Toplumu Yöneten ve Yönetilenler

Mürsel Adıgüzel


Sevgili okurlarım,

 

Bu yazımla da toplumun temel sorunlarını sizlerle paylaşmış olacağım. Bizler zaman zaman toplumların oluşumunda ki temel gerçekleri çeşitli kaynaklardan okur veya duyarız. Kimi zamanda sanatçılarımızın, yazarlarımızın yapıtlarından, kimi zamanda siyasi bilimcilerin çözüm arayışlarından öğrenmiş olmaktayız.  

Tabi bütün bu arayışlar içerisinde, ben nasıl olmalıyım diye kendine sormalısın. 
Bu temel sorunların ve gerçeklerin öncesi nedir?

Sorunların sonrası ne olacaktır?

Buna, nasıl bir toplumsal işlev kazandırılmalıdır?

Toplumun sorunlarına nasıl bir çözüm bulunabilir?

Bütün bu düşünce ışığı dâhilinde, önceliğine bakılarak, sonucunun nasıl bir gelişme göstereceği hakkında, gerçek düşünceler ortaya nasıl konulmalıdır?

* _Veri seti satırları_
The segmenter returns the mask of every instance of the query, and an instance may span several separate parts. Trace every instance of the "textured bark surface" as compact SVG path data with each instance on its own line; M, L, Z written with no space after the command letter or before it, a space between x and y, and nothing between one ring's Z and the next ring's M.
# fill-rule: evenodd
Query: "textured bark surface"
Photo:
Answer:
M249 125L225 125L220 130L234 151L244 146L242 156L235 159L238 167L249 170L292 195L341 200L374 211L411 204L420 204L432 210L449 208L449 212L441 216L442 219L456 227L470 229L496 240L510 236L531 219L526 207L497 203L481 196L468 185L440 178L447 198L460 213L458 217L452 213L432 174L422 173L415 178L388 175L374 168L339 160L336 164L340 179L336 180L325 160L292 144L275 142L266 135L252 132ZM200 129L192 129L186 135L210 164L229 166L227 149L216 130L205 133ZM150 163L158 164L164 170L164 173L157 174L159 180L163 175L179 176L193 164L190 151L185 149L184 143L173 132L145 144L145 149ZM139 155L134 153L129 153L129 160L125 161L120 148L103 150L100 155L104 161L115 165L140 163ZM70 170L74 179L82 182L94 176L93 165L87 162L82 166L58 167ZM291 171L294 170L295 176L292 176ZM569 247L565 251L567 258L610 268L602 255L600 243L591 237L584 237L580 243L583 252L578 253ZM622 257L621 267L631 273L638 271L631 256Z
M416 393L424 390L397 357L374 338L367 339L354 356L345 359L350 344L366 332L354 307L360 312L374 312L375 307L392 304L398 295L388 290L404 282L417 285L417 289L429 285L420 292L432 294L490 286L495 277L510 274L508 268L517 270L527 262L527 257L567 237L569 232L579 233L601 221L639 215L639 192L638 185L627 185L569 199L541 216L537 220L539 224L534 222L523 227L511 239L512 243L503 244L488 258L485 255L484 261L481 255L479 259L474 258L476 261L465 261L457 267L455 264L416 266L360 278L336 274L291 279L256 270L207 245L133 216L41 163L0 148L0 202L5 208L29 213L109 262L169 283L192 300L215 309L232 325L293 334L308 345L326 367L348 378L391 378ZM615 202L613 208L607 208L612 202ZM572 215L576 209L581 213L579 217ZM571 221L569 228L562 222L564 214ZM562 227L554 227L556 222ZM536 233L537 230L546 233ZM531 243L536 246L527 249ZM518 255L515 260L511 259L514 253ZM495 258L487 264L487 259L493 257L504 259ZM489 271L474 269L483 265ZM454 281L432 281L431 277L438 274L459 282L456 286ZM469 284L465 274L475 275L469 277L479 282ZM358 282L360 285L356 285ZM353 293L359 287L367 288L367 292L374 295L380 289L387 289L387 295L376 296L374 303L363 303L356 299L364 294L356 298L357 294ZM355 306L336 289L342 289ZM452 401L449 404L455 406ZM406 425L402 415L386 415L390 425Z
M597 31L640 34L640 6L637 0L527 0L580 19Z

* _Görev A_
Metin parçasına göre toplumların oluşumundaki temel gerçekleri kimi zaman kimlerin yapıtlarından öğreniyoruz?
* _Görev B_
Metin parçasındaki "Bu yazımla da toplumun" diye başlayan paragrafı, ana bilgilerini koruyarak kısa bir madde listesi hâline getir.
* _Görev C_
Metin parçasında "Tabi bütün bu" ifadesinden "bir çözüm bulunabilir?" ifadesine kadar olan kısmı kelimesi kelimesine yeniden yaz.

* _Çözüm A_
Sanatçılarımızın ve yazarlarımızın yapıtlarından.

* _Çözüm B_
- Bu yazıda toplumun temel sorunları okurlarla paylaşılıyor.
- Toplumların oluşumundaki temel gerçekleri zaman zaman çeşitli kaynaklardan okur veya duyarız.
- Bunları kimi zaman sanatçıların ve yazarların yapıtlarından, kimi zaman da siyasi bilimcilerin çözüm arayışlarından öğreniriz.

* _Çözüm C_
Tabi bütün bu arayışlar içerisinde, ben nasıl olmalıyım diye kendine sormalısın. 
Bu temel sorunların ve gerçeklerin öncesi nedir?

Sorunların sonrası ne olacaktır?

Buna, nasıl bir toplumsal işlev kazandırılmalıdır?

Toplumun sorunlarına nasıl bir çözüm bulunabilir?